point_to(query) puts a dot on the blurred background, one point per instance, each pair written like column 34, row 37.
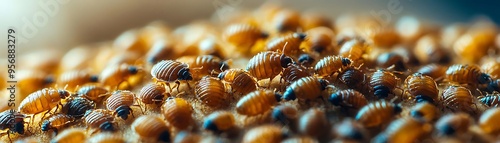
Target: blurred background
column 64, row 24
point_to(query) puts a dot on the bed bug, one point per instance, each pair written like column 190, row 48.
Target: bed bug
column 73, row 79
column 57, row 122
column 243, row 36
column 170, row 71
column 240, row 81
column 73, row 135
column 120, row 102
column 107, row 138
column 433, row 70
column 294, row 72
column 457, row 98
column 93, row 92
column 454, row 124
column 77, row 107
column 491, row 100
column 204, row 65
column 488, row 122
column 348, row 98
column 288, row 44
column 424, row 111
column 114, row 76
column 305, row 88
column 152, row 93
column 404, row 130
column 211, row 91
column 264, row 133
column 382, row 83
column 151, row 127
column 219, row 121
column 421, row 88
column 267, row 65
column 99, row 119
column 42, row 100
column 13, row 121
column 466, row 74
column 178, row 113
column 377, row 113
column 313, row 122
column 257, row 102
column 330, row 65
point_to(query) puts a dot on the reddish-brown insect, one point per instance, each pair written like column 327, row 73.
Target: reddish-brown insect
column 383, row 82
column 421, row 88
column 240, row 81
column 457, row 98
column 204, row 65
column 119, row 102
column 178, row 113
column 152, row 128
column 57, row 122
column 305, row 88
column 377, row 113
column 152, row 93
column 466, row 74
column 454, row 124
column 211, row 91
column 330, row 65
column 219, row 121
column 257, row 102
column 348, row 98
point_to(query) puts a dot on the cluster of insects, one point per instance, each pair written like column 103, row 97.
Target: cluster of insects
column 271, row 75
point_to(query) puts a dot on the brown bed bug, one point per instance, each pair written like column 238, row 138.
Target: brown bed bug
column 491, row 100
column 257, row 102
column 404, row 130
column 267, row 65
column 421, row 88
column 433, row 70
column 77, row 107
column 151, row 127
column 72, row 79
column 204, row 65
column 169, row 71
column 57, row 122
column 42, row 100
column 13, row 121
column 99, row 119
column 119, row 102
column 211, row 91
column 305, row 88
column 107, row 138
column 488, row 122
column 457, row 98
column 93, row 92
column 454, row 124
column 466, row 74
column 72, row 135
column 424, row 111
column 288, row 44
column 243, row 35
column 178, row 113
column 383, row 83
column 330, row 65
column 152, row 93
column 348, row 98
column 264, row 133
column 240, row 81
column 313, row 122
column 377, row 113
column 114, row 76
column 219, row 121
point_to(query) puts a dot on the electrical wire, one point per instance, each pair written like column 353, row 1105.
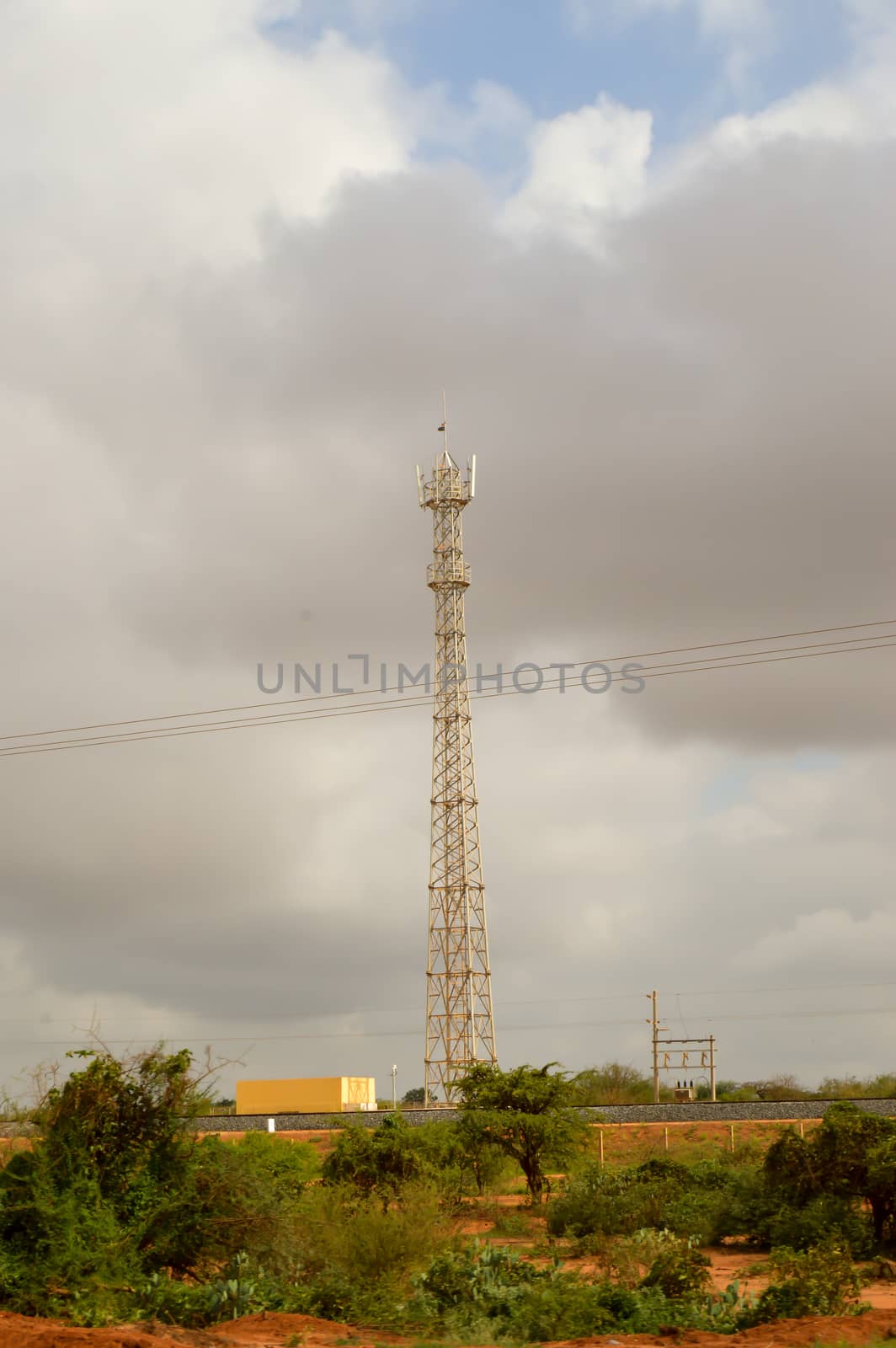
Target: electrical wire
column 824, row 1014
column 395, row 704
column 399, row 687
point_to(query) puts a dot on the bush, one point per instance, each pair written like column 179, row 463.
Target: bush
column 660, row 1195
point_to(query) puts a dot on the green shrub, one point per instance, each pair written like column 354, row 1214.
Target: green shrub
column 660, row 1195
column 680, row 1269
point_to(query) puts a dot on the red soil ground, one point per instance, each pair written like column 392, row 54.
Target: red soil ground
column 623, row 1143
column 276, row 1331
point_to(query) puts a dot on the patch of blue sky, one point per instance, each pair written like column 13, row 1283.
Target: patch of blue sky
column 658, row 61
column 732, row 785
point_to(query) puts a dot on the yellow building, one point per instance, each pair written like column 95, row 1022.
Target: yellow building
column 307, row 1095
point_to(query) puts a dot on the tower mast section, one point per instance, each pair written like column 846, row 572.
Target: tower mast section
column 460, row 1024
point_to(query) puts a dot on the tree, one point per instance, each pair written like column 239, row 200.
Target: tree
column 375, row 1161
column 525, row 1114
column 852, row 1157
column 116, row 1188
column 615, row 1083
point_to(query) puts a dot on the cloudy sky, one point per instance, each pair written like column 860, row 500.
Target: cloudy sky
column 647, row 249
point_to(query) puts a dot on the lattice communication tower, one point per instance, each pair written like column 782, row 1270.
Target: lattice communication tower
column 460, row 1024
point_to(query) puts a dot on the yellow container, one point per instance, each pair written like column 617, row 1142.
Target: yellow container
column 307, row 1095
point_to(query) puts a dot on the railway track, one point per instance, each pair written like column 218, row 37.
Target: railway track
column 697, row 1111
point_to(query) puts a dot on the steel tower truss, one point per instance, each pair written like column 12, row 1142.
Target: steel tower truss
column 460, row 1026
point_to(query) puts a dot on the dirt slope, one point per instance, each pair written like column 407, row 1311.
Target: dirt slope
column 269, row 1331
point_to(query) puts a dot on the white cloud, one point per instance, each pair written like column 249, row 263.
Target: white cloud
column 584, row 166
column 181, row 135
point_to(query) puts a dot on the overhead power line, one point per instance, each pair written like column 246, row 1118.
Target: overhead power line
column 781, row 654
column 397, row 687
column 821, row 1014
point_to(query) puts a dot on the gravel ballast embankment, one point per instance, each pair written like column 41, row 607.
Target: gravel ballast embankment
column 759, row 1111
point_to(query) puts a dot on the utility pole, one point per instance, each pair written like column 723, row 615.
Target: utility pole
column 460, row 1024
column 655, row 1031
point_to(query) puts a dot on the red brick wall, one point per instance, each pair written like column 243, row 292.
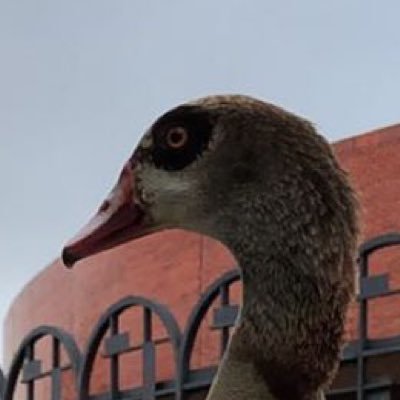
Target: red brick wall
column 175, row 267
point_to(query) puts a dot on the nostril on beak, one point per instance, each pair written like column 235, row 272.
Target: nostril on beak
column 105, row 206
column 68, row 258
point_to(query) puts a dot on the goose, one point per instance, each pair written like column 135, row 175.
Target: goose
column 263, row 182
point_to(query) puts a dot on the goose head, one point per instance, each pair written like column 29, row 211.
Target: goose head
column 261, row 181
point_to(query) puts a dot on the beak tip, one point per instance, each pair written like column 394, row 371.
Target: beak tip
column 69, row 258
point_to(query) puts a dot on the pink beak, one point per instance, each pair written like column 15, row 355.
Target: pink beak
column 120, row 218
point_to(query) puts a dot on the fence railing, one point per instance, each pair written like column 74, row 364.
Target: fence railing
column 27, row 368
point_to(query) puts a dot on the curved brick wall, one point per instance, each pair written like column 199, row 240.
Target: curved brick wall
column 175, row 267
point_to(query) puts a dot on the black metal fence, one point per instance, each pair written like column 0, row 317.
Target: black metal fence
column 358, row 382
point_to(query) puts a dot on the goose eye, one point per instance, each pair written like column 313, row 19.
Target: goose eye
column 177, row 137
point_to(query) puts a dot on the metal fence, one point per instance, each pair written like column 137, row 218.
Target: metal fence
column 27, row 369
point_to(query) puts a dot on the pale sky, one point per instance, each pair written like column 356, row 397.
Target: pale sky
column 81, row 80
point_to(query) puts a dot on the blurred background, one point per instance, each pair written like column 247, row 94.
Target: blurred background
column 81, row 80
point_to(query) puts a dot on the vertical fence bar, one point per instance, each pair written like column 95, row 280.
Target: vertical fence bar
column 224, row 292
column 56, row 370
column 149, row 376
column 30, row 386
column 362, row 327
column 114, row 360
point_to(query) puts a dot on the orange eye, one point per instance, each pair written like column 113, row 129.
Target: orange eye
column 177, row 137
* * * *
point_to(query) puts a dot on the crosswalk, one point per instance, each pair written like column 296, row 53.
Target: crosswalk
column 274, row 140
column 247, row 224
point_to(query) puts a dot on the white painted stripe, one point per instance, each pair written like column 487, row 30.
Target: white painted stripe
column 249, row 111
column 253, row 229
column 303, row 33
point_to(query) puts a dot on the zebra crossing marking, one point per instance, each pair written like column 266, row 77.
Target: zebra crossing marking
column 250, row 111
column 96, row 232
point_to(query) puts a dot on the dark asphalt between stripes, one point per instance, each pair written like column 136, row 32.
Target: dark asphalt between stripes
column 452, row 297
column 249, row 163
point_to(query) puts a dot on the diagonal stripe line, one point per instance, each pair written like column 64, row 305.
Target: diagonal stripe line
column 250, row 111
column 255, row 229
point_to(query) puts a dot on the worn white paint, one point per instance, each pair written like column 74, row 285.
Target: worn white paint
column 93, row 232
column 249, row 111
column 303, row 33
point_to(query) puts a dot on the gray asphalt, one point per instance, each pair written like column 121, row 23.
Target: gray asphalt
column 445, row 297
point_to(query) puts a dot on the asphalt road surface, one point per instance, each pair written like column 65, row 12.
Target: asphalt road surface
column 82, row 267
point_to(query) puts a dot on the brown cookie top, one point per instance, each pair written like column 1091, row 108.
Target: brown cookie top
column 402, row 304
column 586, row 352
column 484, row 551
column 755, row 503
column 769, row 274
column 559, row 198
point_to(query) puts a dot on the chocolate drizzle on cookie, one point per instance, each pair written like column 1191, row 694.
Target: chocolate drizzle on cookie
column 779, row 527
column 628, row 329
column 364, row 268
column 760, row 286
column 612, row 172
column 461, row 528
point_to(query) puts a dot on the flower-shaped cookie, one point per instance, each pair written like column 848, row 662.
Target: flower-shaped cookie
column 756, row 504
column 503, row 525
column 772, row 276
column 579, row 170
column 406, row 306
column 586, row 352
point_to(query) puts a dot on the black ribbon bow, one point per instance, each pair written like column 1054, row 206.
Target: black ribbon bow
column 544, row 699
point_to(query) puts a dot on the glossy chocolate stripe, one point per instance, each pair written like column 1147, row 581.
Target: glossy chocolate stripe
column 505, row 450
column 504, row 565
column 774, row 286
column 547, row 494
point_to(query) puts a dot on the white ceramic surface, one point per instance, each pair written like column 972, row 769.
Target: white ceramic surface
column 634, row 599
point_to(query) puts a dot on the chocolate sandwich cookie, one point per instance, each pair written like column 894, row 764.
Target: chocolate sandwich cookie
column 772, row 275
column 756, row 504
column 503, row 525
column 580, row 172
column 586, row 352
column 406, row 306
* * * *
Short problem: Rewrite the rows from the line containing "point_to(query) puts a dot on the asphalt" through the line containing "column 82, row 267", replacing "road surface" with "street surface" and leaving everything else unchanged.

Exercise result:
point_to(query) puts a dot on the asphalt street surface, one point per instance, each pair written like column 65, row 12.
Target: asphalt street surface
column 82, row 267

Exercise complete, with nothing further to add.